• _Short problem_
Filter the lines below, copying each one that contains the string "tire"; treat uppercase and lowercase as different.

• _Material supplied_
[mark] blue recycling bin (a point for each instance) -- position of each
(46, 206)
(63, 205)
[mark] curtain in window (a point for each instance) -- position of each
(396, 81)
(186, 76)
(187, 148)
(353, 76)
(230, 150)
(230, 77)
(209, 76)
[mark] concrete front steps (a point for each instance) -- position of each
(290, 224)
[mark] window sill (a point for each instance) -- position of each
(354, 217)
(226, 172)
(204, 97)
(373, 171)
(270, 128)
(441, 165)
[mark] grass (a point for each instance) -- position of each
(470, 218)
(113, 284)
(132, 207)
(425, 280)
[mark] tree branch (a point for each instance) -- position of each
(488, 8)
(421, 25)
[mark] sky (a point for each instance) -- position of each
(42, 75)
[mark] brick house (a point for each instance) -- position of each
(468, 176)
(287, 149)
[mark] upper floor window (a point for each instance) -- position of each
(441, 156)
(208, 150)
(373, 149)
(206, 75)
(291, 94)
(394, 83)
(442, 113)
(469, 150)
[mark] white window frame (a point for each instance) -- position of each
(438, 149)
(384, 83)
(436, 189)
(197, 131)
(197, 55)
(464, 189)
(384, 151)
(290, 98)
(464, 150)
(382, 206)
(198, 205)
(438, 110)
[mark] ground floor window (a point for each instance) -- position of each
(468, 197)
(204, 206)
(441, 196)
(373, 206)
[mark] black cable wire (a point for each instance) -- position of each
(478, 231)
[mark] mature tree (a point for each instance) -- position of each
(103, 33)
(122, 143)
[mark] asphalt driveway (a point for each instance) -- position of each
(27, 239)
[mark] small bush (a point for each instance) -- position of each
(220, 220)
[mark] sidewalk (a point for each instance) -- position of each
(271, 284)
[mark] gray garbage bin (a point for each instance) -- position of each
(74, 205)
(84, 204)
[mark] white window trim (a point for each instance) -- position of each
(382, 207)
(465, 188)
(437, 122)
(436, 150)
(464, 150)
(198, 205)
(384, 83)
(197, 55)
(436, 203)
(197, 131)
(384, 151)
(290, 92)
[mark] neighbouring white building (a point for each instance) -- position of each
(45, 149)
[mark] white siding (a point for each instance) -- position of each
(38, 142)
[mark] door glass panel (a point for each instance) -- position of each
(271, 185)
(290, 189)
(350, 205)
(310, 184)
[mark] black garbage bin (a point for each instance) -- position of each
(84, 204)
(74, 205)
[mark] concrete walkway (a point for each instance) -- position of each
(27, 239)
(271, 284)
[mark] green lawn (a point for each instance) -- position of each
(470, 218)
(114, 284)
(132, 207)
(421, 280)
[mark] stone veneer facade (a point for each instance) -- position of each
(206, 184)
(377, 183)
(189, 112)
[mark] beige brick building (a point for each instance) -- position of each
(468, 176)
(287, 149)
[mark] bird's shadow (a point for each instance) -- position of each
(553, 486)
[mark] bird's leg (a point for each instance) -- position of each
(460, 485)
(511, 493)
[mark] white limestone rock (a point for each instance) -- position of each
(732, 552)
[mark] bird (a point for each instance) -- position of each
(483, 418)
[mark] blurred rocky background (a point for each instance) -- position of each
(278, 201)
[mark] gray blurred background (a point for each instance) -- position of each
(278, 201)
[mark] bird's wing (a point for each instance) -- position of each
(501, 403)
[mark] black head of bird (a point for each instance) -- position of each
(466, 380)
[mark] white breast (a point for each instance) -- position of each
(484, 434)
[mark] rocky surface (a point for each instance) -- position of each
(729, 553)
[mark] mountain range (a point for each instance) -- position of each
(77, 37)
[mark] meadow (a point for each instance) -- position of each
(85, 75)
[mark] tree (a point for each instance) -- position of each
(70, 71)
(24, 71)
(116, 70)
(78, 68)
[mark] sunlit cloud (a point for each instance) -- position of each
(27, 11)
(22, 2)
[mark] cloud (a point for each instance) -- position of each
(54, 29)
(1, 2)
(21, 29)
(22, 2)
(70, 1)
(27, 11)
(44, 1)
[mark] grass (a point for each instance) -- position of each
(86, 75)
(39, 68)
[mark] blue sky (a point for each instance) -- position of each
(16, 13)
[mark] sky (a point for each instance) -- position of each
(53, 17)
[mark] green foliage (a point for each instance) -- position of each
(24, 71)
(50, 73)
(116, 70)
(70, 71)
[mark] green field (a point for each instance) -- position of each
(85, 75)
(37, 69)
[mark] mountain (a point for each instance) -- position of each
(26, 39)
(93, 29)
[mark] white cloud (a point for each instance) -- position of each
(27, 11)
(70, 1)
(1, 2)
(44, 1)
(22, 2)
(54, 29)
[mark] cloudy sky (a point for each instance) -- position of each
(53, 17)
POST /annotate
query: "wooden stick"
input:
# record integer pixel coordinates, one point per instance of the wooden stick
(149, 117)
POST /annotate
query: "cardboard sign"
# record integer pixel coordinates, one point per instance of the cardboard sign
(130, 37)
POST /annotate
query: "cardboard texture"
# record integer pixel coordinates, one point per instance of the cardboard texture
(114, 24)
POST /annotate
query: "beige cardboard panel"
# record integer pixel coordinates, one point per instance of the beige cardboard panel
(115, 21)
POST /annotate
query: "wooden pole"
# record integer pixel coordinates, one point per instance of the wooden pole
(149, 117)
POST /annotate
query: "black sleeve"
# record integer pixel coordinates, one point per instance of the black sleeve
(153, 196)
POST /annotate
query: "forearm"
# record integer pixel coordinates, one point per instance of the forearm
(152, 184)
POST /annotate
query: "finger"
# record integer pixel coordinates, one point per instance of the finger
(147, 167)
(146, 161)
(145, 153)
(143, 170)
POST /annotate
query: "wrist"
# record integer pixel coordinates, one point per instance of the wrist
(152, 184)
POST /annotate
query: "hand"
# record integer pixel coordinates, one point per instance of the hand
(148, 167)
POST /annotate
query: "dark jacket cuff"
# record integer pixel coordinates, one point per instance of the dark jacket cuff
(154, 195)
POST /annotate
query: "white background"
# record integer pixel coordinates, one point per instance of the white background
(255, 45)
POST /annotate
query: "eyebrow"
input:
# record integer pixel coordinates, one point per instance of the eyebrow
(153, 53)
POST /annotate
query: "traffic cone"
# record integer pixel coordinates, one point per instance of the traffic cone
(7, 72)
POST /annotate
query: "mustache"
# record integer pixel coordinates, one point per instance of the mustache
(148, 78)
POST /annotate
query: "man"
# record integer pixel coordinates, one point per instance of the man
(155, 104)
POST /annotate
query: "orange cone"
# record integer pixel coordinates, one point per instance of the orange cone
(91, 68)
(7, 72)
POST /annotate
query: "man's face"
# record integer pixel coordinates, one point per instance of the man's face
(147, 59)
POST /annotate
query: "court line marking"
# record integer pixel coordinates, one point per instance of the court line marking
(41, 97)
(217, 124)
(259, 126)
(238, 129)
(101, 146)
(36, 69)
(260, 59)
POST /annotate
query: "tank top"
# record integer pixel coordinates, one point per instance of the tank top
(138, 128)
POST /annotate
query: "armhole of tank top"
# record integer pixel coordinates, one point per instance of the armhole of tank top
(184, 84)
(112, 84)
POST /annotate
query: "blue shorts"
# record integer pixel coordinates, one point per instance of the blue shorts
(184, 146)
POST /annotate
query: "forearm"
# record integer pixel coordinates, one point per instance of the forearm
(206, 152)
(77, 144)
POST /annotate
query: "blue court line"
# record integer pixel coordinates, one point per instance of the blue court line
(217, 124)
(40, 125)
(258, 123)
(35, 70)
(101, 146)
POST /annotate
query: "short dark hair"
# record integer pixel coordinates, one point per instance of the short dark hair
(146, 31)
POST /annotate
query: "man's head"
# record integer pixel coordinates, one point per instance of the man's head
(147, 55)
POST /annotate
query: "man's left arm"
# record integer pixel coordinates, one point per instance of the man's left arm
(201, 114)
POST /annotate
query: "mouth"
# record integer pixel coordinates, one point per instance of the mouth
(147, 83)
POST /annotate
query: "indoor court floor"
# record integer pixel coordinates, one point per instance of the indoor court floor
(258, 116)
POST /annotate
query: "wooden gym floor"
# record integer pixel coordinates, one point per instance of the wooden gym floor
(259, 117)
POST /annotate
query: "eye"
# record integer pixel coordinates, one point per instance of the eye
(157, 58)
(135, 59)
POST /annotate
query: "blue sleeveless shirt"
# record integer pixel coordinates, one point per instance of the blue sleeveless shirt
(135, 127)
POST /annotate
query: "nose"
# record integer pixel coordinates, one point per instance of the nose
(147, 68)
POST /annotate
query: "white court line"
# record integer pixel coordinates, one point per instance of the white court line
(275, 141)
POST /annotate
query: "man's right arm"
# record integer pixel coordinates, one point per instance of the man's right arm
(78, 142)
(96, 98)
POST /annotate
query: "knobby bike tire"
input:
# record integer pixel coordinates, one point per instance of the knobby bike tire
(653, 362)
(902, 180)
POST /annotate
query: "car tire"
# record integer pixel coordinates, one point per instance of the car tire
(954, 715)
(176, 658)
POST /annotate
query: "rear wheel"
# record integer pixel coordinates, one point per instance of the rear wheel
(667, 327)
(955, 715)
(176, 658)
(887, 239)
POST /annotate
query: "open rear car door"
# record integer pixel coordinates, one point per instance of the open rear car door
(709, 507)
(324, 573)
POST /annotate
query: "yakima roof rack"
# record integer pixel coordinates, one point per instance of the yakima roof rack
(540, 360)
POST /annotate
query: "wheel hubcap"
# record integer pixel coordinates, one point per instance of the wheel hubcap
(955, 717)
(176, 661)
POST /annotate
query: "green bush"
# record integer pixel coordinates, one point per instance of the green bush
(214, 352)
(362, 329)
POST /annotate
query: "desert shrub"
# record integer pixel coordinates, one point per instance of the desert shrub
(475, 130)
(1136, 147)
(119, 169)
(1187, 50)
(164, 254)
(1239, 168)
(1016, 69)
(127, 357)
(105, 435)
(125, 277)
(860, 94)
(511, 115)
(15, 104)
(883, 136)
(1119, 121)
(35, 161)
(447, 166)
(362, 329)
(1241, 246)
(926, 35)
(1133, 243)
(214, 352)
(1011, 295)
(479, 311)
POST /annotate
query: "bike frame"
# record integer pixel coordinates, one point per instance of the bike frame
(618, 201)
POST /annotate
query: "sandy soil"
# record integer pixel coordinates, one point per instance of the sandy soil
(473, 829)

• _Reply to the task_
query: "knobby bike tire"
# record integer pixel coordinates, one point per instance of the knobby bike tire
query: "car tire"
# record integer pixel coordinates, one point per instance of the car tire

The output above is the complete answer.